* Start *

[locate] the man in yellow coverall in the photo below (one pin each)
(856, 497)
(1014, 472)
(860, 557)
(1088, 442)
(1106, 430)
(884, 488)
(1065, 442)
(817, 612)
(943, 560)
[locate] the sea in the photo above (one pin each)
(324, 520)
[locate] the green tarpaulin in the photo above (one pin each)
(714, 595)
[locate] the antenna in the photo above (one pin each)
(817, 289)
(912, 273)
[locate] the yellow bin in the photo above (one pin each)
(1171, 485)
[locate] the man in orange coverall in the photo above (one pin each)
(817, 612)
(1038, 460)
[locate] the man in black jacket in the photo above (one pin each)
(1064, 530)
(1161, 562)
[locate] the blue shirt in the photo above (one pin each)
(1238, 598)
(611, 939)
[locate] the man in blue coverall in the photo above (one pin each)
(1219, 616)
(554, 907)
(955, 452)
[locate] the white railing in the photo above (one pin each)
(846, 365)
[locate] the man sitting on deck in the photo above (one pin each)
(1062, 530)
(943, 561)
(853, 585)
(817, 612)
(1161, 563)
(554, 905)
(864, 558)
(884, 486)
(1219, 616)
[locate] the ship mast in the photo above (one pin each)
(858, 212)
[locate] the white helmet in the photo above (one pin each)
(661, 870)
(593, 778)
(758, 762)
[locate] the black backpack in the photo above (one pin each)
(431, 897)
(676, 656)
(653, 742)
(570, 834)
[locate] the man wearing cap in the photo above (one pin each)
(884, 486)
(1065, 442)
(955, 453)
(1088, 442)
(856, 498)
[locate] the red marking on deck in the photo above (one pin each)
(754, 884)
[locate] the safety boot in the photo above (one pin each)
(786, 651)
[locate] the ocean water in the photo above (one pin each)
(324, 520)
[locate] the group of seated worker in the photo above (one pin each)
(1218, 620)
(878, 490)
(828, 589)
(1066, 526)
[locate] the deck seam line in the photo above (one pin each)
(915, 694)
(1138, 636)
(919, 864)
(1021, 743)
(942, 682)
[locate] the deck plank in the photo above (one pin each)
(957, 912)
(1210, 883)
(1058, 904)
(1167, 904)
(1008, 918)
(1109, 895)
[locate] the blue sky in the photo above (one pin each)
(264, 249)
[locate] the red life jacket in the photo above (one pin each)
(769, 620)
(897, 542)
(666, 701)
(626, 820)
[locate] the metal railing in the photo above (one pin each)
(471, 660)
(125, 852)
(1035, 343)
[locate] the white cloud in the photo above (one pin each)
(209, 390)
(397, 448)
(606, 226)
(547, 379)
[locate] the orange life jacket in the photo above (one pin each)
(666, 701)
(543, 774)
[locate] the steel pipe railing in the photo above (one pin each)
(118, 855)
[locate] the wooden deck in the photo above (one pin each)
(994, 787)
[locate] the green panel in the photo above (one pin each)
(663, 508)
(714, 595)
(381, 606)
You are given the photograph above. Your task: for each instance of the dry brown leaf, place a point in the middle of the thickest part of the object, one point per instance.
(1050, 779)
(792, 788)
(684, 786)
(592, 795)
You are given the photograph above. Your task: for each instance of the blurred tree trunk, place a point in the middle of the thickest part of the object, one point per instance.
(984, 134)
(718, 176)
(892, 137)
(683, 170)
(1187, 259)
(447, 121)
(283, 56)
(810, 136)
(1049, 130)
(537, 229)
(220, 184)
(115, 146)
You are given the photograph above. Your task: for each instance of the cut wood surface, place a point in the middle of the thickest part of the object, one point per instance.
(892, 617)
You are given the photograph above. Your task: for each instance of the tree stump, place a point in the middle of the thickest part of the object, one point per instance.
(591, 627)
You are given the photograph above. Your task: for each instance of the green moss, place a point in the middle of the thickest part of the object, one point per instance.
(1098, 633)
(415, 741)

* End *

* Task to complete: Rewrite all of the data above as a numbered list, omitting any blank lines.

* Full response:
1. [locate] the man in yellow coverall in the photo below (one pin each)
2. (856, 497)
3. (1014, 472)
4. (860, 557)
5. (1088, 442)
6. (1106, 430)
7. (884, 488)
8. (1065, 442)
9. (817, 612)
10. (943, 560)
11. [locate] the sea in the photo above (one pin each)
12. (324, 520)
13. [locate] the green tarpaulin in the photo above (one pin each)
14. (714, 595)
15. [locate] the antenna in the photo above (one pin each)
16. (817, 289)
17. (912, 273)
18. [locate] the yellow bin in the photo above (one pin each)
19. (1171, 485)
20. [locate] the man in orange coverall in the photo above (one pin each)
21. (817, 612)
22. (1038, 460)
23. [locate] the man in black jacket in the photo above (one pin each)
24. (1064, 530)
25. (1161, 562)
26. [locate] the blue shirt in the photo above (one pin each)
27. (1238, 598)
28. (611, 939)
29. [locate] the man in blue coverall in the photo above (one pin each)
30. (1219, 616)
31. (554, 907)
32. (955, 452)
33. [locate] the white railing in the photo above (one pin each)
34. (846, 365)
35. [locate] the man sitting on deck in the photo above (one pin each)
36. (1062, 530)
37. (943, 561)
38. (853, 585)
39. (817, 612)
40. (1161, 563)
41. (554, 905)
42. (864, 558)
43. (884, 486)
44. (1219, 616)
45. [locate] the ship mast in the photo above (one pin each)
46. (858, 212)
47. [locate] the white helmet in the photo above (one pin each)
48. (661, 870)
49. (593, 778)
50. (758, 762)
51. [locate] the black backpack in the photo above (one pin each)
52. (431, 897)
53. (676, 656)
54. (653, 742)
55. (570, 834)
56. [locate] the man wearing cap in the photo above (one pin each)
57. (884, 486)
58. (1065, 442)
59. (955, 453)
60. (1088, 442)
61. (856, 498)
62. [locate] the red marking on deck in the photo above (one pin each)
63. (754, 884)
64. [locate] the safety boot in the photo above (one pin each)
65. (786, 651)
66. [locate] the ocean water in the photo above (one pin each)
67. (324, 520)
68. [locate] the group of seated worker in the photo above (one pin each)
69. (1218, 620)
70. (878, 490)
71. (828, 589)
72. (1066, 526)
73. [locate] the deck seam line in the photo above (one pin each)
74. (915, 694)
75. (1138, 636)
76. (919, 864)
77. (1021, 743)
78. (942, 682)
79. [locate] the deck plank in the photo above (one pin each)
80. (957, 912)
81. (1210, 883)
82. (1058, 904)
83. (1167, 904)
84. (1008, 918)
85. (1109, 895)
86. [locate] the blue sky in the photo above (one pin each)
87. (264, 249)
88. [locate] the red life jacket in the photo above (one pin each)
89. (769, 620)
90. (897, 542)
91. (666, 701)
92. (626, 820)
93. [locate] the metal railing in the photo above (one pin each)
94. (471, 660)
95. (125, 852)
96. (1035, 343)
97. [locate] the white cloud in the photo above (one pin each)
98. (209, 390)
99. (397, 448)
100. (606, 226)
101. (547, 379)
102. [locate] the orange life jacket in the photo above (one pin each)
103. (666, 701)
104. (543, 774)
105. [locate] the steel pipe railing in the photo above (one pin each)
106. (118, 855)
107. [locate] the wooden deck in the photo above (one pin each)
108. (994, 787)
109. [locate] the green panel in the photo above (one pin each)
110. (663, 508)
111. (714, 595)
112. (381, 606)
113. You are given the photograph above. Your task: for each instance of the dry brown leaf, place a point in the middle of the thickest part of the object, one point per instance.
114. (1050, 779)
115. (792, 788)
116. (684, 786)
117. (592, 795)
118. You are given the photograph above. Your task: for each instance of the blurred tree trunk, place a point in the middle of the thickest part of the object, one point per instance.
119. (984, 134)
120. (718, 176)
121. (892, 137)
122. (683, 170)
123. (1187, 259)
124. (447, 121)
125. (283, 56)
126. (810, 136)
127. (1049, 130)
128. (537, 229)
129. (220, 184)
130. (115, 146)
131. You are given the photograph above. Your task: for each instance of the cut wood surface, place a point in the middle of the thickest part of the object, one point per instance.
132. (892, 617)
133. You are given the photograph above. Your task: for each instance of the tree stump, place a point in the middle of the thickest part of the object, one point per instance.
134. (591, 627)
135. You are given the photograph above. Your task: for each instance of the green moss, place a point in the middle of the thickest part of the object, one point per instance.
136. (1098, 633)
137. (415, 741)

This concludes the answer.